Format the records from the line containing "window frame in the photo above." through the end of the records as a two-column CSV with the headers instruction and points. Give one row per record, putting its text and its answer each in a single quoted field with line breaks replaced by spaces.

Source records:
──────────────────────────────

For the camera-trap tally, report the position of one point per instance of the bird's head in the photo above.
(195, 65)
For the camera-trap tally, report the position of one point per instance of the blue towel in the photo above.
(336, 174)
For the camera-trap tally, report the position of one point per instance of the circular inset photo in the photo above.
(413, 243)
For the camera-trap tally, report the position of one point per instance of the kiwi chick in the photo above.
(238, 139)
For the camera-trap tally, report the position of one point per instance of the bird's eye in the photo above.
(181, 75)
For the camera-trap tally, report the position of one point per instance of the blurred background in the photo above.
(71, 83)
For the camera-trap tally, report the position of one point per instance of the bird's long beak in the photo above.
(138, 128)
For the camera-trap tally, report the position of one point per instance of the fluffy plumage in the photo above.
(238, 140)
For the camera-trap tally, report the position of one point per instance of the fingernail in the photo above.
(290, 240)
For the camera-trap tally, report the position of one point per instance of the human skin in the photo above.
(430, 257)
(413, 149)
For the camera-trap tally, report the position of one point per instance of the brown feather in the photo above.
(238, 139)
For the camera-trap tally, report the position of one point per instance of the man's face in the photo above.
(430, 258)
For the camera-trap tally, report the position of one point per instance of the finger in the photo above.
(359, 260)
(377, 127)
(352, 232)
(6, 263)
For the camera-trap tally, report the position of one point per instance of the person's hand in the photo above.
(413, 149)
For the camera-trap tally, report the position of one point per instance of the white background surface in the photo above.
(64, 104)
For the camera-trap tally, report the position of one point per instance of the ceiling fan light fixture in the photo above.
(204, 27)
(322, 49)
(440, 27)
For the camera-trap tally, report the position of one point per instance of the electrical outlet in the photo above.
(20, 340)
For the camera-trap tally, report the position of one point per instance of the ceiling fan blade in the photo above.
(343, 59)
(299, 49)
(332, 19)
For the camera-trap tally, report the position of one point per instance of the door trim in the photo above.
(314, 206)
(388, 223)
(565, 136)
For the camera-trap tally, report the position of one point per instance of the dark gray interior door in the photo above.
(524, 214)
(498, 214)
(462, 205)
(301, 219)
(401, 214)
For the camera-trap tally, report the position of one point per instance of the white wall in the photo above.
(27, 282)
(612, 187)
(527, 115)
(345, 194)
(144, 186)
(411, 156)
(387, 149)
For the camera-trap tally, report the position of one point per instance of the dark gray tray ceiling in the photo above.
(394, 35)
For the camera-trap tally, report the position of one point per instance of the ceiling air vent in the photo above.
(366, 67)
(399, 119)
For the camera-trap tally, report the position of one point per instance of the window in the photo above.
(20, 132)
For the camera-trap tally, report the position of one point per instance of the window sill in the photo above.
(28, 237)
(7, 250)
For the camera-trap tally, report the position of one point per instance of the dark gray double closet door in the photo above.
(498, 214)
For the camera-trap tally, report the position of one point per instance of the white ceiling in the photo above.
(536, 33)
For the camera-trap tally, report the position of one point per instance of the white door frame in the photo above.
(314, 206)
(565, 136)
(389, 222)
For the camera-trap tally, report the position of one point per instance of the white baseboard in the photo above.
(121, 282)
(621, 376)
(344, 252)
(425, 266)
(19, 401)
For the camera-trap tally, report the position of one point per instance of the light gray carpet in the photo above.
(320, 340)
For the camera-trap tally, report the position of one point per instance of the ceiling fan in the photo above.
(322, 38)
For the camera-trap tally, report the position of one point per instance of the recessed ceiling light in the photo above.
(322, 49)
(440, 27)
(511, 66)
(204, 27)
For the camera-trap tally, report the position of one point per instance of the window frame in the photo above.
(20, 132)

──────────────────────────────

» REPLY TO THE EXERCISE:
instruction,points
"For the camera-trap tally, report the position of one point per instance of the window frame in the photo above.","(20, 132)"